CRÍTICA

Después del naufragio, de Pex Frito
NAUFRAGOS EN UN MAR DE SILENCIO

Después de la guerra dos náufragos se entienden a los manotazos, prescindiendo de las palabras porque no hay nada que decir o porque no hablan el mismo idioma, o porque el cuerpo siempre se encarga de revelar el universo en un mínimo, espasmódico ademán. Esos hombres, El y el Otro, hacen señas al aire en esa isla desierta mientras ven cómo a todo se lo traga el mar y nadie viene a salvarlos, y de a poco se resignan a perderse.

En la poética de Pex Frito conviven el humor y el espanto: estos dos hombres abandonados a su suerte caen a los tumbos hacia la animalidad y cargan todo el tiempo el rictus de la tragedia, de la que escapan por vía del absurdo. Tal vez el principal mérito del texto sea bordear el drama con carbonilla para ponerlo de relieve, incomunicarlo al intelecto para volverlo pulso vital. Ese pulso vital es lo que revela Marcelo Bentivoglio en la puesta de Después del naufragio. El espacio acotado de la isla se desborda en el cuerpo de los actores; la necesidad del otro extiende los límites hasta el infinito, pero la negación de esa necesidad los reduce a un punto cada vez menos nítido, casi invisible. La espera del rescate los anima y los agota hasta desesperarlos, y Bentivoglio toma esa desesperación para sacar el máximo potencial de sus actores, verdadero paisaje de la batalla. Alfredo Armoa e Ignacio Aizmendi se entregan a sus criaturas como dos chicos que se inventan el mundo aunque sepan que ya no tienen mundo donde vivir, y esa obcecación por seguir adelante los transforma en payasos de un circo vacío, en equilibristas sobre un abismo sin fondo.

**Consigna**: Transcribe sin cambios el fragmento de la crítica comprendido entre "Después del naufragio, de" y "resignan a perderse.", ambos incluidos.

**Listado**:
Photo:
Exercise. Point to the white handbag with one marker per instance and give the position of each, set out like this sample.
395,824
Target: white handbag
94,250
==
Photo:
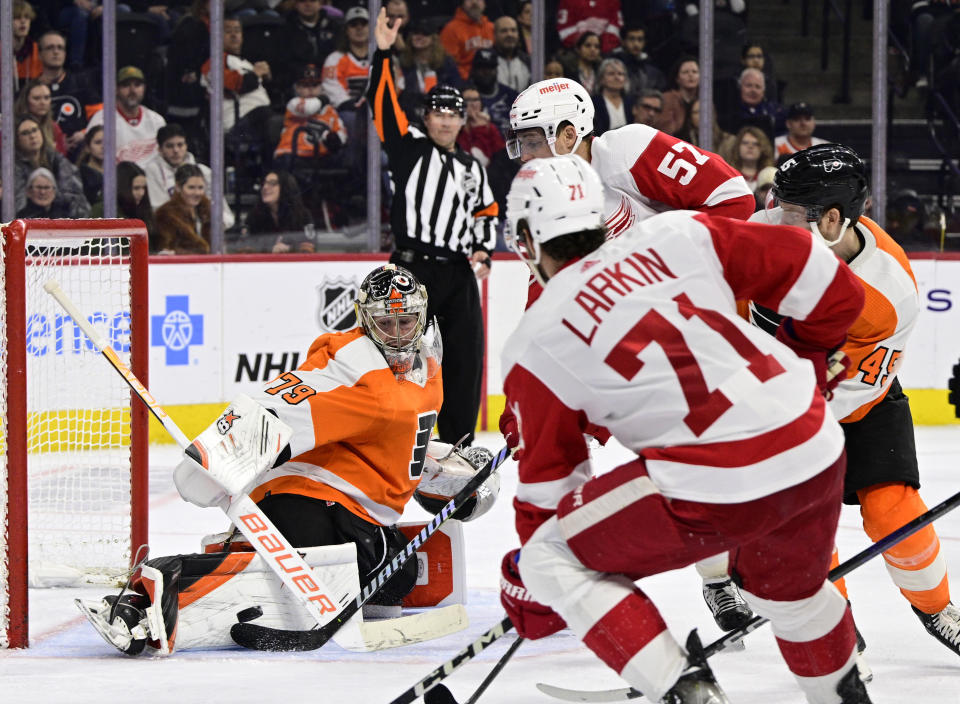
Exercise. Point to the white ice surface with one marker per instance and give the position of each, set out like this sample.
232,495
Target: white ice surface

**Respuesta**:
Después del naufragio, de Pex Frito
NAUFRAGOS EN UN MAR DE SILENCIO

Después de la guerra dos náufragos se entienden a los manotazos, prescindiendo de las palabras porque no hay nada que decir o porque no hablan el mismo idioma, o porque el cuerpo siempre se encarga de revelar el universo en un mínimo, espasmódico ademán. Esos hombres, El y el Otro, hacen señas al aire en esa isla desierta mientras ven cómo a todo se lo traga el mar y nadie viene a salvarlos, y de a poco se resignan a perderse.